-------- Recorded information

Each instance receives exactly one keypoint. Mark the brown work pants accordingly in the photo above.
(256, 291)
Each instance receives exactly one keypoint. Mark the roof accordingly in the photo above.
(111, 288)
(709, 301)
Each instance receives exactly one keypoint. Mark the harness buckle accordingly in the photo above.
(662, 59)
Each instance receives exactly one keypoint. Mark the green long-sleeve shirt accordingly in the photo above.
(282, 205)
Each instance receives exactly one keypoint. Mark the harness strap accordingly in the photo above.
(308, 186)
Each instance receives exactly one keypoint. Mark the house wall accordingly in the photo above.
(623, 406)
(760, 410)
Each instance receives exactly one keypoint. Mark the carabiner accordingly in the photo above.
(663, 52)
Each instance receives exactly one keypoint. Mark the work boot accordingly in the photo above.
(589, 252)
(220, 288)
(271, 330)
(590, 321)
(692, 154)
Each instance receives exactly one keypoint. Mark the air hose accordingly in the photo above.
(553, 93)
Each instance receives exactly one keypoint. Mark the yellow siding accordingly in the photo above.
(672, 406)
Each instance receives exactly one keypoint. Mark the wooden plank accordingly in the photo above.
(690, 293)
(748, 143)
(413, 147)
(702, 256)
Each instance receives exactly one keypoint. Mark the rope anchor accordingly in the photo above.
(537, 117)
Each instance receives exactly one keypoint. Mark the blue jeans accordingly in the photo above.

----------------

### Required task
Please edit the lines above so that every "keypoint" becomes "marker", leaving everything else unchanged.

### Solution below
Each instance receives exactly one marker. Mark the brown work pants accordingly in the photo above.
(256, 291)
Each instance receives exactly one marker. Mark the roof accordingly in the photo above.
(111, 288)
(709, 301)
Each instance receives exactly one marker. Mark the harness buckle accordingly in the photo above.
(662, 59)
Each instance receives exactly one marker. Mark the green long-sleeve shirt accordingly in the photo above.
(282, 205)
Each instance receives exactly one marker. Mark the harness strap accordingly in the photo above.
(308, 186)
Each instance receives exactly one marker. Mark the house wall accordingly in the photo above.
(623, 406)
(760, 410)
Each instance receives exactly one marker. Mark the carabiner accordingly in the photo above.
(663, 52)
Each instance receives exactly one marker. Mark the work boot accordingly in the photo above.
(589, 252)
(220, 288)
(271, 330)
(590, 321)
(692, 154)
Each instance receives exactly one marker. Mark the air hose accordingly in the photo above.
(553, 93)
Each instance receives exactly one marker. Mark the yellow siding accordingly in the photo above.
(672, 406)
Each instance receives exactly one marker. Mark the wooden plank accordingly in the photo above.
(690, 293)
(748, 143)
(413, 147)
(702, 256)
Each instance receives exactly one marker. Mark the rope anchor accordingly in the photo above.
(537, 117)
Each instance receives exactly one marker. Mark the blue jeans accordingly in the photo above.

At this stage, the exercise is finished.